WHAT IS REQUIRED –
Count the lines of the data below that contain the string "building". Case counts. Give only the number.

··········

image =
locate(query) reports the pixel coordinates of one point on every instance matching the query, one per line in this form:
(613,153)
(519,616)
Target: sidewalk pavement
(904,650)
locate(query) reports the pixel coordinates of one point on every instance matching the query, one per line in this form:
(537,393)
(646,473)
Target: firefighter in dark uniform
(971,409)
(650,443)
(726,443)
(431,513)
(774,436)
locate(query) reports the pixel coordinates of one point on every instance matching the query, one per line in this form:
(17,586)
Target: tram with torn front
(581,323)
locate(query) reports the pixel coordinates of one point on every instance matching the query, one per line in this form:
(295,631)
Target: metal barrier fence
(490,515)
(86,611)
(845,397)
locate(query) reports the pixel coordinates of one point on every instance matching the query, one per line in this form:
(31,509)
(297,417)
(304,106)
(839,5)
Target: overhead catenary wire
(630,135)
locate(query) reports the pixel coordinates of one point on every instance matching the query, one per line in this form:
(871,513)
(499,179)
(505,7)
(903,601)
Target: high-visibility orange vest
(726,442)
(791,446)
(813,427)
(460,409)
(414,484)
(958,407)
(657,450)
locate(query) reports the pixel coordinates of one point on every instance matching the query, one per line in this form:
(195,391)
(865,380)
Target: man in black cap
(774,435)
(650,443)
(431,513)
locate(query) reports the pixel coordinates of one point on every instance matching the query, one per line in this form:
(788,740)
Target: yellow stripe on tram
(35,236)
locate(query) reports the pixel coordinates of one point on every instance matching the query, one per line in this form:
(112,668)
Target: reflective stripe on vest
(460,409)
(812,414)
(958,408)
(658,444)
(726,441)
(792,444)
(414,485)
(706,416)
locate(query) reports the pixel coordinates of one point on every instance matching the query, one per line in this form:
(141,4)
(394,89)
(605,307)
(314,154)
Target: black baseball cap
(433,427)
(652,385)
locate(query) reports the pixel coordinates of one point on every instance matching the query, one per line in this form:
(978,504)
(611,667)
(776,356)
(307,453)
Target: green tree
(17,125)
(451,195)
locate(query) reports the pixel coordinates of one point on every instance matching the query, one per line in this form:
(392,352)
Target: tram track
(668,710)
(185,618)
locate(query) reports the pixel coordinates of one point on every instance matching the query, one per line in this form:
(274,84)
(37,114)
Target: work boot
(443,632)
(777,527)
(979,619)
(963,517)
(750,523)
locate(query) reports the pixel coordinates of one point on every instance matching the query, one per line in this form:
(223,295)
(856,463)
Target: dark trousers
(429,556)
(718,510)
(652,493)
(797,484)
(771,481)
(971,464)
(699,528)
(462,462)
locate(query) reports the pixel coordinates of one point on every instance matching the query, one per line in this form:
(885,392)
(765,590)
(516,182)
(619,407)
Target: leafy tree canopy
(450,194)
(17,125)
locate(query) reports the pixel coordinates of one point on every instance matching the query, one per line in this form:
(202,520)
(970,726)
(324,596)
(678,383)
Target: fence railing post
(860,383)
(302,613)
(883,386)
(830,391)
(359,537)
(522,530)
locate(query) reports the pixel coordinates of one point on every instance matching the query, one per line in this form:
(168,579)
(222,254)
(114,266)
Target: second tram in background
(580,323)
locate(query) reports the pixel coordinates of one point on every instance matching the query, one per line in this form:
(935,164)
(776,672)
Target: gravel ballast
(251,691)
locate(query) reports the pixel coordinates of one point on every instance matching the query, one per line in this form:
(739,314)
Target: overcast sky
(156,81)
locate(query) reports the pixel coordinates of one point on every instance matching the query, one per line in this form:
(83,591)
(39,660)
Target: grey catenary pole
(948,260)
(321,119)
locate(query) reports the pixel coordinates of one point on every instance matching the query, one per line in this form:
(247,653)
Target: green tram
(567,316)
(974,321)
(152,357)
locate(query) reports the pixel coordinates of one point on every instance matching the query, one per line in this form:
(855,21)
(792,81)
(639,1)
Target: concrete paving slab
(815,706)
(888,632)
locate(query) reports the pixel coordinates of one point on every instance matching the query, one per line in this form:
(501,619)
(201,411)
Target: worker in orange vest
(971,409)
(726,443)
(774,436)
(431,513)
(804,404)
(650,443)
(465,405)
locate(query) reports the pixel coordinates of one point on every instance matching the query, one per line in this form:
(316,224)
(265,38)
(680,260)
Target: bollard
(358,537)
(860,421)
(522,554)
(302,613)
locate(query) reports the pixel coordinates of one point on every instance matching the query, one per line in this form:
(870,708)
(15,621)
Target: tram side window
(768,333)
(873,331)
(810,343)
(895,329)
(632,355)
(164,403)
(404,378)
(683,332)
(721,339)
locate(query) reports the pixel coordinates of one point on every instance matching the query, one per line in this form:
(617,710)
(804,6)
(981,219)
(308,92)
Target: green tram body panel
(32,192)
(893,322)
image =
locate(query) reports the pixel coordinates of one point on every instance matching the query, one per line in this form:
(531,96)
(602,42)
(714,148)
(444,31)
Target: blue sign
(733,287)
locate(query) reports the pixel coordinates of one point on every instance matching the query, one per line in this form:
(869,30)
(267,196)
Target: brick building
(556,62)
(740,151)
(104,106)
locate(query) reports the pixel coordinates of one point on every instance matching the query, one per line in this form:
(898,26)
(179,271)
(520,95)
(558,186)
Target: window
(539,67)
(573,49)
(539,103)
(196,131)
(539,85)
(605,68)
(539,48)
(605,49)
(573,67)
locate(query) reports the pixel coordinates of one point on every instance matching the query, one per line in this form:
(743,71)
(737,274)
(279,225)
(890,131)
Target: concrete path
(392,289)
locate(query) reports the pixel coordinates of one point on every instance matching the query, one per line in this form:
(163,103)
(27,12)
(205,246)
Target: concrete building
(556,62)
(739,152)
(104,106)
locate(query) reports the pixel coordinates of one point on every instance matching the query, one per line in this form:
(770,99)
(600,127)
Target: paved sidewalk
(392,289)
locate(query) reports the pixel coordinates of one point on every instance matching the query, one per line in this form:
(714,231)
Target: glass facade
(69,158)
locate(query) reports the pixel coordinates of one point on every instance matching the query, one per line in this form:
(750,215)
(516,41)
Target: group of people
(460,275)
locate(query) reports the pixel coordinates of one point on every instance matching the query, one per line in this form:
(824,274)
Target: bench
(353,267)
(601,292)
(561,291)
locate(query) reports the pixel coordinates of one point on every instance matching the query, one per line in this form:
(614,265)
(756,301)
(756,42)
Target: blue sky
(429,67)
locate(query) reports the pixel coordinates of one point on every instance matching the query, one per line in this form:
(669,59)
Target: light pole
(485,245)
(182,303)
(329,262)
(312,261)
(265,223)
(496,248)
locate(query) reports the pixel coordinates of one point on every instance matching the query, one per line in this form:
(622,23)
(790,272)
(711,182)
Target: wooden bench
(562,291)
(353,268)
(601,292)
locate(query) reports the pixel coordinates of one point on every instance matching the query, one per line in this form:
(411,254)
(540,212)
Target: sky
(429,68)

··········

EXPECTED ANSWER –
2